Return every line below that contains the word "grey". Case counts.

__DATA RECORDS__.
····················
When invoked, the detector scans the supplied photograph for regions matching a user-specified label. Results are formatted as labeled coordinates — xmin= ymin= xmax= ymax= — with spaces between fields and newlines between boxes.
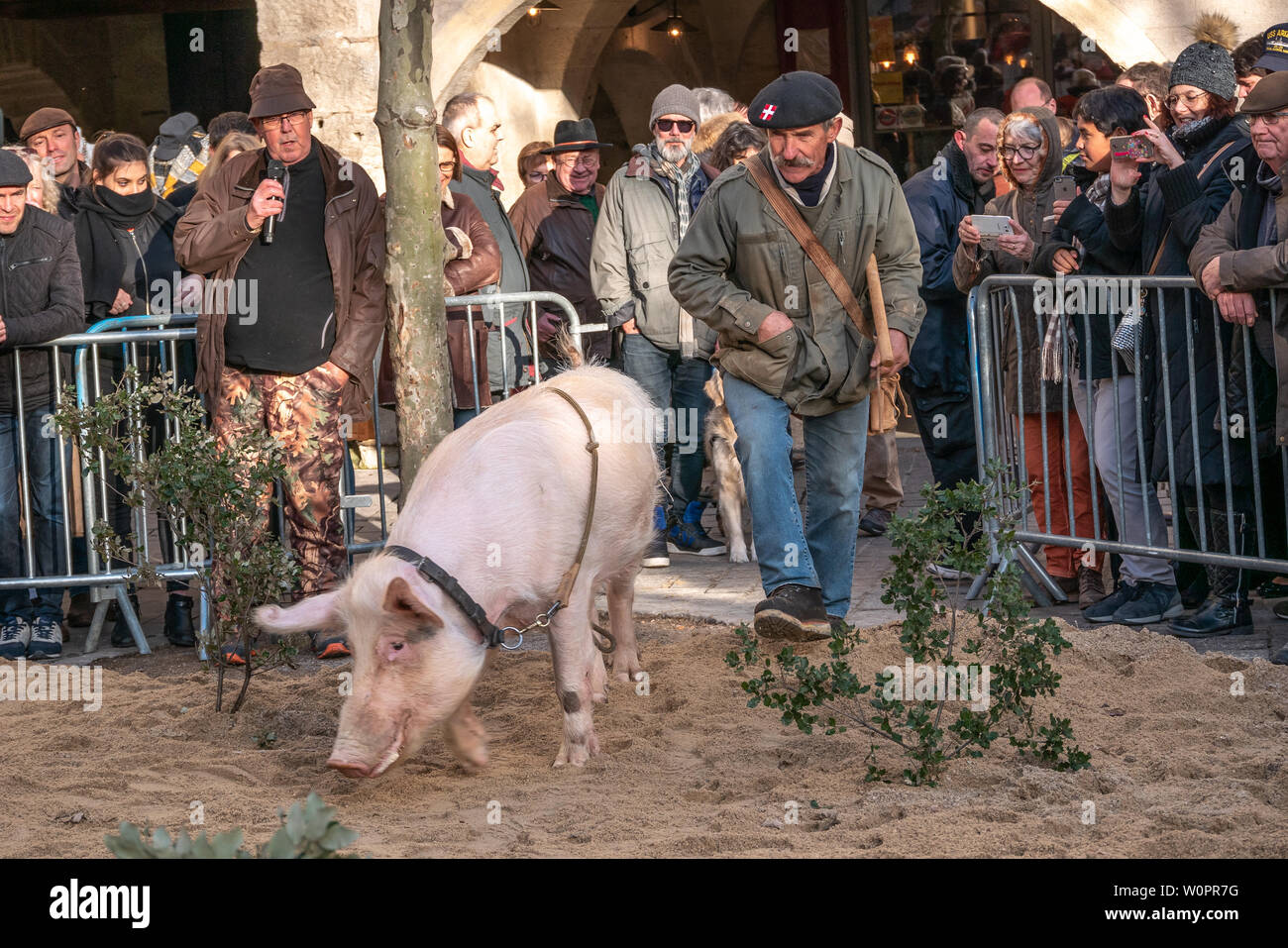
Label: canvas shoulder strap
····················
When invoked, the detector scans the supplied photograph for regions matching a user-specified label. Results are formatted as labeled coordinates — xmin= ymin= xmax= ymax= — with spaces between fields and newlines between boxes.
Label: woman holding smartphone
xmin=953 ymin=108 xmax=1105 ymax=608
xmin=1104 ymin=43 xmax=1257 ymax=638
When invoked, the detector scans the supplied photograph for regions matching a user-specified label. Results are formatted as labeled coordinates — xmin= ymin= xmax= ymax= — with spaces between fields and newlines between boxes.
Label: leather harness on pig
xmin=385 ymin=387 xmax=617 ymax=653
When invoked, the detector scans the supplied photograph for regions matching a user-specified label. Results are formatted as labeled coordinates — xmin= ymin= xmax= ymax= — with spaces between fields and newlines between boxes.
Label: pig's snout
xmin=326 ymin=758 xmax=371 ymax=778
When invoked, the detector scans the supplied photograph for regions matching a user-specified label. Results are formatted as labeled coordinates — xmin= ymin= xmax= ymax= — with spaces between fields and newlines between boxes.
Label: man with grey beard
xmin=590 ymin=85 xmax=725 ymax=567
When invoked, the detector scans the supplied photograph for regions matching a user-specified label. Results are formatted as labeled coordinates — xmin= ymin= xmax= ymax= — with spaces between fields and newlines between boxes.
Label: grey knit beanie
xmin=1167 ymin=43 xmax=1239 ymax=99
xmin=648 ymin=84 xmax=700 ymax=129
····················
__TASK RESPONSE__.
Label: man with grey beard
Label: grey knit beanie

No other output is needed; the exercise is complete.